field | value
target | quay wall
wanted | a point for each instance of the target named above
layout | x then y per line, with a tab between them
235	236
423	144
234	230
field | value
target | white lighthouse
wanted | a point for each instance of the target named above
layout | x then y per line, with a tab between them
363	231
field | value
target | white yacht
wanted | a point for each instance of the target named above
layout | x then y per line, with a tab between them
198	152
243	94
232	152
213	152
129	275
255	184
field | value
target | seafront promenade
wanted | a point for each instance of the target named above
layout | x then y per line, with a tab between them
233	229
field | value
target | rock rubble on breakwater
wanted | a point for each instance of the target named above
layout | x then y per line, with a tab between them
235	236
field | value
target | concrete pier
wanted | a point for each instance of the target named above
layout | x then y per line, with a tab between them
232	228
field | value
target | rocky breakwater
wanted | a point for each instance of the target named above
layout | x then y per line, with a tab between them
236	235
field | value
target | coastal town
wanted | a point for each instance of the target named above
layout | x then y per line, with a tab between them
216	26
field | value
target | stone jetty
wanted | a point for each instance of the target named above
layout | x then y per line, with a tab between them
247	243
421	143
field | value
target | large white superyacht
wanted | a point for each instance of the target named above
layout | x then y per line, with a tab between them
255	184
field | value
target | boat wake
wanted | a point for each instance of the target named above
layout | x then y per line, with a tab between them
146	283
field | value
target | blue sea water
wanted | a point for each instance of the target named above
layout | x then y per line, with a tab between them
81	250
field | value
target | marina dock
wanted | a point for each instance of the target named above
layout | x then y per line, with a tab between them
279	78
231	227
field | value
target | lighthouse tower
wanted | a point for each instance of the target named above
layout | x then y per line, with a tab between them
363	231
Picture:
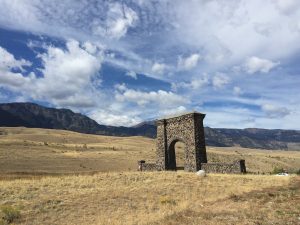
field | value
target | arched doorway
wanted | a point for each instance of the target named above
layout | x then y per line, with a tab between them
188	128
176	155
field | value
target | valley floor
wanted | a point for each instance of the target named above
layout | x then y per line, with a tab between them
154	198
43	151
62	177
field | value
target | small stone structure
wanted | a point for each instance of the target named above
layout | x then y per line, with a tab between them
187	128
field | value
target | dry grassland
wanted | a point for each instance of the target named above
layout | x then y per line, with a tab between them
122	196
154	198
39	151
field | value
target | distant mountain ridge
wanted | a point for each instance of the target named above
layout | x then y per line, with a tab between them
36	116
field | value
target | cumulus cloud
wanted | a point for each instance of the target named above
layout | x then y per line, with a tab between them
287	6
107	117
195	84
9	78
220	80
255	64
120	17
189	62
274	111
158	68
237	90
67	75
160	97
132	74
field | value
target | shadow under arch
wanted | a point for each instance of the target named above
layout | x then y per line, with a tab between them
171	163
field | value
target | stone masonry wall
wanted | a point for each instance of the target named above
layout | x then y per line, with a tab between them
236	167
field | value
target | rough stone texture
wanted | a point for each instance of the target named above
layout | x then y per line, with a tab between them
236	167
147	167
187	128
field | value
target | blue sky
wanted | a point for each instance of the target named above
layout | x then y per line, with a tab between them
123	62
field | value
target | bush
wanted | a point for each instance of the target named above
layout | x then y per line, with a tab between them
10	214
277	170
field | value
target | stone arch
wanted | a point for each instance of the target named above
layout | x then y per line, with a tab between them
187	128
171	161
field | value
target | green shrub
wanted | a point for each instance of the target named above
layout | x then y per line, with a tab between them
10	214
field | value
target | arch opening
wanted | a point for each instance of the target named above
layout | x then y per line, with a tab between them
177	155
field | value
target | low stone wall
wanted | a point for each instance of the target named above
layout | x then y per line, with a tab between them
236	167
143	166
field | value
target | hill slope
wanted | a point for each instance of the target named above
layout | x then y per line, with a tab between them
36	116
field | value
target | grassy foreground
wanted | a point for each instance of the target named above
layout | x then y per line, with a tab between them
154	198
108	190
43	151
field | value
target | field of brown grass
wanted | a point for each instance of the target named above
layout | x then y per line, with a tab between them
106	189
24	150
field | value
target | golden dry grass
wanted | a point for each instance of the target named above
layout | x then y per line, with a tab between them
24	150
154	198
135	197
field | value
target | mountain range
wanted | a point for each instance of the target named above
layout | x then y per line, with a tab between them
36	116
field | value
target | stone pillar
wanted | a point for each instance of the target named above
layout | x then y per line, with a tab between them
161	142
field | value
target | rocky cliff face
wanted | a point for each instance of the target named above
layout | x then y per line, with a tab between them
33	115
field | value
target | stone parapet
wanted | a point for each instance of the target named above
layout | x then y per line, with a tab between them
235	167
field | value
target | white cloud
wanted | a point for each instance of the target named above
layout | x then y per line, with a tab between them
111	118
67	76
189	62
287	6
119	19
255	64
159	98
220	80
237	90
173	111
132	74
195	84
10	79
273	111
158	68
67	73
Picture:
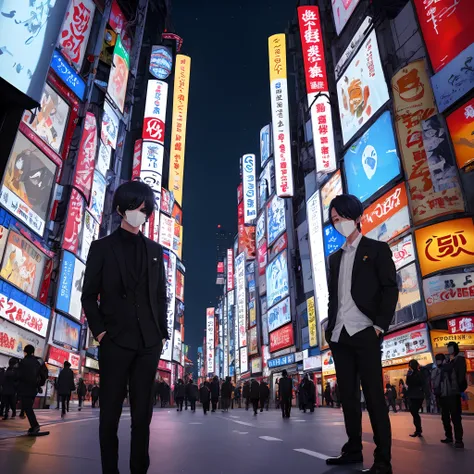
########################################
§ **Brief**: Tally the lines of the data that contain the word "stone". Give only the number.

§ **Answer**: 8